***** Text passage

The slow return to growth is a consequence of the harsh consolidation programs imposed by European authorities. The lack of effective demand has pushed actual GDP below potential output and output gaps became negative everywhere. Figure 7.7 shows evidence from the euro area, some selected member states, and the US. The fall in income is significant everywhere. In the euro area as a whole, and especially in the crisis economies in the south, actual GDP is lagging far behind potential. By contrast, in the US the gap is closing again.

While most economies outside Europe have managed to slowly return to the growth path of their potential capacity, the euro area has failed to do the same. The difference between the US and Europe is revealing. In the US, domestic demand, that is, the mix of private and public consumption and investment, has picked up and is nearly absorbing potential output again. In the euro area, domestic drivers of growth are by and large absent and the little demand there is comes from net exports into the rest of the world. Furthermore, we observe that the growth of potential output has slowed down since the crisis started. Thus, the crisis has not only done temporary damage, which will be overcome in time, but it has also done structural damage, which will not improve without counteracting policies. With lower investment, potential output is shrinking, because employment is destroyed, skills are eroding, labor force participation rates are falling, and productive infrastructure is worn out. These depressing effects will prevent the consolidation of public debt and raise the probability of private sector defaults and bankruptcies. The euro crisis is the manifestation of such a negative feedback loop. A closer look also reveals that Europe’s problems were sharpened by a premature and overly rapid exit of stimulative fiscal and monetary policies in 2010 (Collignon 2013a).

These observations reveal a deeper problem with Europe's fiscal rules. The SGP stipulates specifically that the corrective arm of the pact is suspended when a member state’s economy shrinks by more than 1.7 %. However, it does not give criteria for ending the suspension. Presumably the corrective procedures are put back into motion as soon as the critical shrinkage has stopped and growth returns. But this is too early, as it implies that budgets would have to be adjusted to the lower output level. This early adjustment will prevent growth and output from returning rapidly to its normal steady state. Furthermore, if the demand restraints contribute to lower investment and employment, long run growth is persistently impaired. Hence, if a large part of the deficit is caused by a revenue gap after a severe output shock, it might be more appropriate to smoothen the adjustment over time. A simple rule to achieve this would be to freeze nominal expenditure until the pre-shock output level has been reached again and let the deficit adjust endogenously during this period. Once the previous GDP level has been surpassed, the ordinary preventive and corrective mechanisms of the SGP should be fully implemented again.

**********
***** Record list

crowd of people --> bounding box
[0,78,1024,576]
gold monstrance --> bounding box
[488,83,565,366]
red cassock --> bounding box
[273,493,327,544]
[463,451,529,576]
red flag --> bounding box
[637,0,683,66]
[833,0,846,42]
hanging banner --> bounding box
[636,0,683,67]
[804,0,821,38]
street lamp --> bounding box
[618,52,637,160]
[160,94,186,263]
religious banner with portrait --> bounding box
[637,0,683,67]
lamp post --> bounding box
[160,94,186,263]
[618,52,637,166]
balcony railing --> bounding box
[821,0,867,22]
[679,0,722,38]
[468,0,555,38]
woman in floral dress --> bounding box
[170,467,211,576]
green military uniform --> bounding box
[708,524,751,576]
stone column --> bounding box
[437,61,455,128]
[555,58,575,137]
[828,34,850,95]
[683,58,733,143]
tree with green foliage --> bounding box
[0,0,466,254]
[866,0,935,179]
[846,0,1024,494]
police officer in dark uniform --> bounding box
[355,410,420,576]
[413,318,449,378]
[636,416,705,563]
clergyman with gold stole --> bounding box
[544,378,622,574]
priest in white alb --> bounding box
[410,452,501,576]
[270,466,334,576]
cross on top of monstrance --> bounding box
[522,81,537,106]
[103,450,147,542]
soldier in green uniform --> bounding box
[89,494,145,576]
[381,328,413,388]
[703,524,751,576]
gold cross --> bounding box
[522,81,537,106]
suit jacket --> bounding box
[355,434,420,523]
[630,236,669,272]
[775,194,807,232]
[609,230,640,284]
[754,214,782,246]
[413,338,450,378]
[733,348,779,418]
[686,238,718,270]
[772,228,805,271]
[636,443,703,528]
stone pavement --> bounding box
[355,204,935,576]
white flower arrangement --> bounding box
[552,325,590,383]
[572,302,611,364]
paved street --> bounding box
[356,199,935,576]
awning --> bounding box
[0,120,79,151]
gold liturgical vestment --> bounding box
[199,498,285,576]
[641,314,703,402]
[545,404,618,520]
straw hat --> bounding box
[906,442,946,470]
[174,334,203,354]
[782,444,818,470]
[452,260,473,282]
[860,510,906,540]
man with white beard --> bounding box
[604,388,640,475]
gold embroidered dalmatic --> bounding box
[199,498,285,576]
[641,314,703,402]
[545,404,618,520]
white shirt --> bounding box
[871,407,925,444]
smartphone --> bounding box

**********

According to the text on euro-area growth, what developments make potential output shrink when investment is lower? List them all. The stored data entries have nothing to do with the text on euro-area growth.

▸ **Completed task**
- Employment is destroyed.
- Skills are eroding.
- Labor force participation rates are falling.
- Productive infrastructure is worn out.